begin MATERIAL
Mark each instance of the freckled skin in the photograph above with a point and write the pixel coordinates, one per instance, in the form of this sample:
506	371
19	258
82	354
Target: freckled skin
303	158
end MATERIAL
:: SET TASK ::
Repeat the data above line for line, without changing a word.

:: SOLUTION ::
Mark each instance of the freckled skin in the photograph above with a point and write the pixel coordinates, one per instance, in the form of this sample:
506	371
19	258
82	354
Target: freckled skin
303	158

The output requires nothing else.